## Quoted passage
Cloud computing project improves access to bioinformatics research tools, supports diversity and capacity building

Ben King is building a genomics training module in the Cloud for biomedical researchers.

The National Institute of Health (NIH) asked the assistant professor of bioinformatics at the University of Maine to lead the development of a training module on cloud computing for genomics.

King codirects the Bioinformatics Core for the Maine IDeA Network of Biomedical Research Excellence (INBRE), which is a collaborative network of 14 educational and research institutions in Maine that is led by Mount Desert Island Biological Laboratory (MDIBL). Since 2001, the NIH-funded Maine INBRE program has been strengthening Maine’s capacity to conduct competitive biomedical research with a focus on comparative functional genomics.

The goal of the project is to develop training materials for biomedical researchers to be able to utilize high-performance computing systems for bioinformatics research using the Google Cloud platform. Bioinformatics applies computational methods to extract knowledge from biological data. King developed a proposal for the project with his colleagues at MDIBL, Joel Graber and Jim Coffman, that was funded by the National Institute of General Medical Sciences (NIGMS) in August.

Using Cloud computing technologies, researchers can more easily design analysis environments without any infrastructure. This dramatically impacts the capacity of smaller laboratories to participate in research.

When King has hosted researchers in Maine at courses or week-long workshops, they are able to use the on-premise analysis servers preconfigured with all software and data needed to learn how to apply bioinformatics tools in their research. But once the course is over, those researchers do not always have access to the same analysis environment in their labs.

Cloud computing solves this problem.

“They can build that same environment at any point later on, and then continue on from what they were doing at a workshop,” King says.

Beyond just continuing their work in their own laboratories after they leave, the project facilitates collaboration on a new level. Researchers can create identical analysis environments.

“If you have some collaborative work with colleagues in a different state, you can share your code and all of a sudden they can build the exact same environment that you have been using,” he says.

King’s project recently was featured in the opening talk at a two-day, NIH virtual workshop. Susan Gregurick, associate director for data science and director of the Office of Data Science Strategy at the NIH, introduced King’s project as a program that supports diversity and capacity building in data science. Later in the workshop, King presented a demonstration of a training module prototype to over 130 workshop participants.

Image point grounding data:
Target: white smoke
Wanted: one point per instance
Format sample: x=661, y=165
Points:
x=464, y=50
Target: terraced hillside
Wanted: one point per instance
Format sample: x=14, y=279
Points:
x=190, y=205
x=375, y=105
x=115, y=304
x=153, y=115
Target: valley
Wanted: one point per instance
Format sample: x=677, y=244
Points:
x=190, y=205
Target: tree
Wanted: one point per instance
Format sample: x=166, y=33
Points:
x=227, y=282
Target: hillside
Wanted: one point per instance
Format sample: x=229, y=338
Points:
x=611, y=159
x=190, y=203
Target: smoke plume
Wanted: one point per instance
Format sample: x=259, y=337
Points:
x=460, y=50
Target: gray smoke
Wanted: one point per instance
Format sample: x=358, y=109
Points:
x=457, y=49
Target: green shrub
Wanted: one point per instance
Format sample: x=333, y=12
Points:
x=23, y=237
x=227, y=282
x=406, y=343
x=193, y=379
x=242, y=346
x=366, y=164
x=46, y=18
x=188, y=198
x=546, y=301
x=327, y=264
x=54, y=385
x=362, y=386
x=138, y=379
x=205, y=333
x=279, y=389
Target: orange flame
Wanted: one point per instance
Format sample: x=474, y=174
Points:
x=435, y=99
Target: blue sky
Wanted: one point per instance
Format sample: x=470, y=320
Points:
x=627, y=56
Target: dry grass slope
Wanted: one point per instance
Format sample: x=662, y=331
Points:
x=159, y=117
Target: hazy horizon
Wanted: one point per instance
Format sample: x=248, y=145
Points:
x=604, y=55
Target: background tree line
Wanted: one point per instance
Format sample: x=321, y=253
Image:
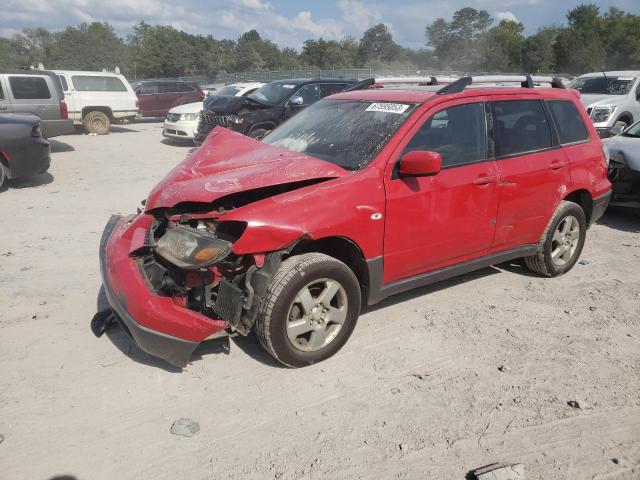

## Assignment 1
Translate this sentence from the cloud computing article into Spanish: "Bioinformatics applies computational methods to extract knowledge from biological data."
## Assignment 2
List every person named in the cloud computing article.

## Exercise output 1
La bioinformática aplica métodos computacionales para extraer conocimiento de datos biológicos.

## Exercise output 2
Ben King
Joel Graber
Jim Coffman
Susan Gregurick